DOCUMENT:
:::
# Solvent ink Versus Pigment ink



## happyasgilmour (Feb 17, 2007)

I spoke to some that has been printing his own transfers for a while and he said he uses Solvent ink. 
Is that different to pigment ink? 
If it is how do the two compare in quality of print and life of the print? 
What kind of printers can use solvent ink? 
Is he using a large industrial type of printer or is it possible to use an Epson with solvent inks?

cheers, 
Randy


----------



## vctradingcubao (Nov 15, 2006)

I've never heard of small desktop printers using solvent ink. Usually, they are used by wide format printers, and is more durable than pigment ink since its intended for outdoor use. Variations of the solvent inks are, light solvent, mild solvent and/or eco-solvent inks. The Roland Versacamm Printer/Cutter usually comes to mind when one thinks of a machine for garment applications. The smallest, I think, is a 30 inch width, the other version is a 54incher. Special transfer papers are also used and usually comes in rolls. Josh company, Imprintables.com sells them, and also accepts print/cut jobs. Other wide format solvent printers can be used, with a second step contour cutting done on a vinyl cutter/plotter machine, like the Roland GX-24, and the CraftRobo from Graphtec. You can also cut the print out using a pair of scissors.
:::
ROWS:
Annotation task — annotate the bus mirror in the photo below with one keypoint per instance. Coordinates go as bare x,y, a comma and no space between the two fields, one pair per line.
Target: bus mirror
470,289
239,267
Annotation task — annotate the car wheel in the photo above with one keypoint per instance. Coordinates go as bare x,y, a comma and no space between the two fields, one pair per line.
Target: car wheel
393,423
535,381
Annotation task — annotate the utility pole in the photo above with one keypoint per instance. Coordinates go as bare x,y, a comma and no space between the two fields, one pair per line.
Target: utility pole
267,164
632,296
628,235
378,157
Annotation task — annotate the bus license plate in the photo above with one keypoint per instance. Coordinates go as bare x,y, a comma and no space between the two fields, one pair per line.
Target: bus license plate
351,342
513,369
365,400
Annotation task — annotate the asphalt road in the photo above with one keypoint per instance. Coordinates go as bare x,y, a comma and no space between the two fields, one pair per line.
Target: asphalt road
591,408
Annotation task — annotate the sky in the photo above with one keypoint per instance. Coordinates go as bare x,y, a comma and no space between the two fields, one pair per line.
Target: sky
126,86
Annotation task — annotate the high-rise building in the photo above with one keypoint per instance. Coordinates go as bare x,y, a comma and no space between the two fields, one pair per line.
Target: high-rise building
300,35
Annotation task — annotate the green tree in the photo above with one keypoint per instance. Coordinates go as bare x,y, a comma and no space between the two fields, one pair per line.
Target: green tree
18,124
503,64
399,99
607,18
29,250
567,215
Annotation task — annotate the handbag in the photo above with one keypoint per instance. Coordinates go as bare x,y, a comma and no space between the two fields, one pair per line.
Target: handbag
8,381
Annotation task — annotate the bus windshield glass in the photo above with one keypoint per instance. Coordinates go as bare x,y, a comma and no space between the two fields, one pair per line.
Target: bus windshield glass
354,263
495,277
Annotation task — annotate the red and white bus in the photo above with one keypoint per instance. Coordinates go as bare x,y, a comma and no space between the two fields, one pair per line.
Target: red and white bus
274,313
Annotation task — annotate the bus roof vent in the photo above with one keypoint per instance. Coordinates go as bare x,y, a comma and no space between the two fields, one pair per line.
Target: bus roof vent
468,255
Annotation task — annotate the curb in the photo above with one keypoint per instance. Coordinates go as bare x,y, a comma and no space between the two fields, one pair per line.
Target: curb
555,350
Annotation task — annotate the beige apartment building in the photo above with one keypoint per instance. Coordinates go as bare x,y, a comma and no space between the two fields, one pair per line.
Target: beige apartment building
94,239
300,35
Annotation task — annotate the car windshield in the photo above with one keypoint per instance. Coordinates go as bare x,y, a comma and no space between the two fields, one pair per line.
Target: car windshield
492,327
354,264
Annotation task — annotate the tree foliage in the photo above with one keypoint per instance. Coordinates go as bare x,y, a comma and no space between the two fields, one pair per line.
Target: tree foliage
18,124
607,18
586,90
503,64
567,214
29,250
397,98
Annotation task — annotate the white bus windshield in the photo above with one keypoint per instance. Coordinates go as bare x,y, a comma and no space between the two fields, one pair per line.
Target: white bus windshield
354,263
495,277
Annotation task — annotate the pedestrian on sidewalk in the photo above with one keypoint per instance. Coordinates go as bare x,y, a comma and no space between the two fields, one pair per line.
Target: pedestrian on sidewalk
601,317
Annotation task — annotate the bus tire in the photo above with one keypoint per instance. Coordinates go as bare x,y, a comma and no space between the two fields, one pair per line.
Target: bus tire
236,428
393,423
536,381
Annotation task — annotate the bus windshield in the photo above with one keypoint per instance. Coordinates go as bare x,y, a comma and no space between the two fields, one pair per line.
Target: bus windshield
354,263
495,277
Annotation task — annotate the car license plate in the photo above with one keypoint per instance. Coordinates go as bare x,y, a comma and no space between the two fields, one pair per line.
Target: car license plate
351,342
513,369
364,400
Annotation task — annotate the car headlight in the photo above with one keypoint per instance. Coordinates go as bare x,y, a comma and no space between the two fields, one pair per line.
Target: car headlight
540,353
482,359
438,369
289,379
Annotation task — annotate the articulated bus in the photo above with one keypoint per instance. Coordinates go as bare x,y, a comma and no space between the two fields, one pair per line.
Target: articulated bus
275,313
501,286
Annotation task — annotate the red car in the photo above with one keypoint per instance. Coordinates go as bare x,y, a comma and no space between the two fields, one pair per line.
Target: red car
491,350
:::
WORK TO COMPLETE:
a: Return the records verbatim, starting with the line that contains "Annotation task — annotate the bus tire" and going on through the final line of the records.
b: Resume the forum thread on solvent versus pigment ink after its last sentence.

TASK-BY-TASK ANSWERS:
a:
Annotation task — annotate the bus tire in the photo above with one keypoint per instance. Coordinates go as bare x,y, a comma and no space between the two fields, one pair per line.
Target: bus tire
236,428
393,423
536,381
Annotation task — annotate the bus windshield in the photo above with one keypoint per instance. Coordinates go as bare x,y, a comma and no space between the two fields, one pair per line.
Target: bus windshield
354,263
495,277
Annotation task — annotate the car license plate in the photo above with one keypoint per instance. Coordinates go as bare x,y, a comma and no space between the two fields, one pair per line.
Target: car license plate
351,342
513,369
364,400
Annotation task — annotate the car headlight in the photo above with one keypoint per instance. Coordinates go as bare x,y, a comma and no space between the two fields, one pair per line.
Target: car headlight
540,353
482,359
438,369
289,379
Annotation task — annotate the articulated bus in the photo above with one keypoint per instance. Coordinates go as bare x,y, a comma and no space between the two fields, one pair per line.
Target: articulated bus
275,313
501,286
Annotation task — annotate the red car in the photo above with one keypoint per instance. Coordinates go as bare x,y, a comma and no space between the two fields, one pair per line.
Target: red car
491,350

b:
----------



## vctradingcubao (Nov 15, 2006)

I don't think you can use solvent inks with an epson, as the print heads are different. The print heads for solvent printers are usually supplied by Xaar and Spectra, except maybe for Roland. Solvent inks dries easily so clogged printer heads are the usual problem. Changing printer heads as often as every 3 to 6 months is not uncommon. I see great possibilities with using solvent ink for shirts. I've heard that they can be used for darks, and you can get some metallic-like print outputs. Check out this PDF from one of the transfer material vendors:

http://www.forever-ots.com/download.php?PHPSESSID=12baa728a94db593820bf3a419af1918&d[nr]=5


----------



## frankdoyal05 (Jan 12, 2009)

I use eco solvent ink in my Roland converted from water base to solvent ink. I does uses Epson print heads, but for most Epson desktop printers the ink lines might not be able to handle the solvent ink.. but the print head most likely would. One of the problem finding a vinyl that will have a soft touch after printing and pressing it to a T shirt.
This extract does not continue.